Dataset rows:
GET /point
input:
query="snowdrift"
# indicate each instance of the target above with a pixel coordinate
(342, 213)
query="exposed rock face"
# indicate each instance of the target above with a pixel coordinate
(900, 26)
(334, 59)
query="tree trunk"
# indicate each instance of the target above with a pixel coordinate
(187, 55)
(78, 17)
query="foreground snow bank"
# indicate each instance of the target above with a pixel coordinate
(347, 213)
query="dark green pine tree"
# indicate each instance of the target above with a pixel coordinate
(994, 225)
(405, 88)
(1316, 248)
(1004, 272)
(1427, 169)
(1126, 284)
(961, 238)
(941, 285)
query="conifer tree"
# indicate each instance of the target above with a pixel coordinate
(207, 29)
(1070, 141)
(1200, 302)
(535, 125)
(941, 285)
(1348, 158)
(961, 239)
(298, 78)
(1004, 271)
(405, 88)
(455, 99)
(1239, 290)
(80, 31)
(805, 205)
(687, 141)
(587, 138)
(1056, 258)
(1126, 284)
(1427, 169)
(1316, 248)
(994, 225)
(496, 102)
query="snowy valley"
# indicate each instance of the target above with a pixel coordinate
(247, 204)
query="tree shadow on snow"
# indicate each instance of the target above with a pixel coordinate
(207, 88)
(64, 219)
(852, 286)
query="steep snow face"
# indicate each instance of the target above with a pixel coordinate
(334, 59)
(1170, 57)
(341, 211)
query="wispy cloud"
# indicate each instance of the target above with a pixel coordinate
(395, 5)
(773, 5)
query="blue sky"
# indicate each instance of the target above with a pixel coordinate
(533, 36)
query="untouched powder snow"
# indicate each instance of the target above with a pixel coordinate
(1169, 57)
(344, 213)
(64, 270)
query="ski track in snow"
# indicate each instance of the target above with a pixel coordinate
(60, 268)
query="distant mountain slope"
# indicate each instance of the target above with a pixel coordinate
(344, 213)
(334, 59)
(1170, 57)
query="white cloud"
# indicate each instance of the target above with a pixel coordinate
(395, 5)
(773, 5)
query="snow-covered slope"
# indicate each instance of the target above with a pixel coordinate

Goal of the exercise
Please pick out every line in the material above that contains the word "tree" and copy each one.

Solution for this exercise
query="tree trunk"
query="dark green pine tree"
query="conifer tree"
query="tree shadow on snow"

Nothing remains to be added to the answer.